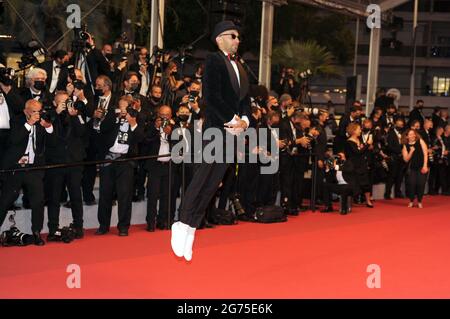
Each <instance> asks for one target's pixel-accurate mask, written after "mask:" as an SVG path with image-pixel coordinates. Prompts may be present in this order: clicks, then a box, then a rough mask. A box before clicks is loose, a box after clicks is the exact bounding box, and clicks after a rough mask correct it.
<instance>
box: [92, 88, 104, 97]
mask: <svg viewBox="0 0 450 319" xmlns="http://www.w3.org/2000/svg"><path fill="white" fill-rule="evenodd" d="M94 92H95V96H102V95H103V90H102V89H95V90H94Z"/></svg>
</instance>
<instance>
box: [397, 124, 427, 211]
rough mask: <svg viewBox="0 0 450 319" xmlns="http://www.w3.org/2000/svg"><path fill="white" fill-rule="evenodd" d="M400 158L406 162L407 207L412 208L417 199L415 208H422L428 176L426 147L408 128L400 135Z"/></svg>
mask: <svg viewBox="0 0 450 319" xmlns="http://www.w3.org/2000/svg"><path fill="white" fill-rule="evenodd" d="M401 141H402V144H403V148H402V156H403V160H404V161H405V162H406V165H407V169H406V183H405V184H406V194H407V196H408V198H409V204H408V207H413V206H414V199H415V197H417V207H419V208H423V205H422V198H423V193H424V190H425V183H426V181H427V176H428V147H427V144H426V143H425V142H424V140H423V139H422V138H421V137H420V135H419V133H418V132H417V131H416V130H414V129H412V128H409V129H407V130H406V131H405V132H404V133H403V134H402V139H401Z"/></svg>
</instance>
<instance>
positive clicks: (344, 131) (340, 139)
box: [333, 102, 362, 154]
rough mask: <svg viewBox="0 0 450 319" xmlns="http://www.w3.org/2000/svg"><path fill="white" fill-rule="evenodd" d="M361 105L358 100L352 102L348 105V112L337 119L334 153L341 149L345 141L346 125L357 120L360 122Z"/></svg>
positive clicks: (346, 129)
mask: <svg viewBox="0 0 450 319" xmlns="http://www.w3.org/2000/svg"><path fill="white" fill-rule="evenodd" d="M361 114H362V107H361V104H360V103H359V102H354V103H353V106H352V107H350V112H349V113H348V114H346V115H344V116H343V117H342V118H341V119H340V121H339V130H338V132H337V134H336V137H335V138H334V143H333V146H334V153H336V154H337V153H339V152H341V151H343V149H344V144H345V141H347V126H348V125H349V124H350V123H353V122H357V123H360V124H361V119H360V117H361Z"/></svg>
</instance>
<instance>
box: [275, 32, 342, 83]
--------------------------------
» **Task description**
Looking at the records above, return exactly the lines from the line with "158L406 162L407 207L412" to the line with "105L358 100L352 102L348", both ends included.

» **Exercise solution**
rough mask: <svg viewBox="0 0 450 319" xmlns="http://www.w3.org/2000/svg"><path fill="white" fill-rule="evenodd" d="M400 158L406 162L407 207L412 208L417 199L415 208H422L428 176L426 147L408 128L400 135Z"/></svg>
mask: <svg viewBox="0 0 450 319" xmlns="http://www.w3.org/2000/svg"><path fill="white" fill-rule="evenodd" d="M401 141H402V144H403V148H402V156H403V160H404V161H405V162H406V165H407V169H406V183H405V184H406V194H407V196H408V198H409V204H408V207H413V206H414V199H415V197H417V207H419V208H423V205H422V198H423V193H424V190H425V183H426V181H427V176H428V147H427V144H426V143H425V142H424V140H423V139H422V138H421V137H420V135H419V133H418V132H417V131H416V130H414V129H412V128H409V129H407V130H406V131H405V132H404V133H403V134H402V139H401Z"/></svg>
</instance>
<instance>
positive clicks: (344, 131) (340, 139)
box: [333, 102, 362, 154]
rough mask: <svg viewBox="0 0 450 319" xmlns="http://www.w3.org/2000/svg"><path fill="white" fill-rule="evenodd" d="M361 105L358 100L352 102L348 105V112L337 119L334 153L341 149L345 141L346 125L357 120L360 122Z"/></svg>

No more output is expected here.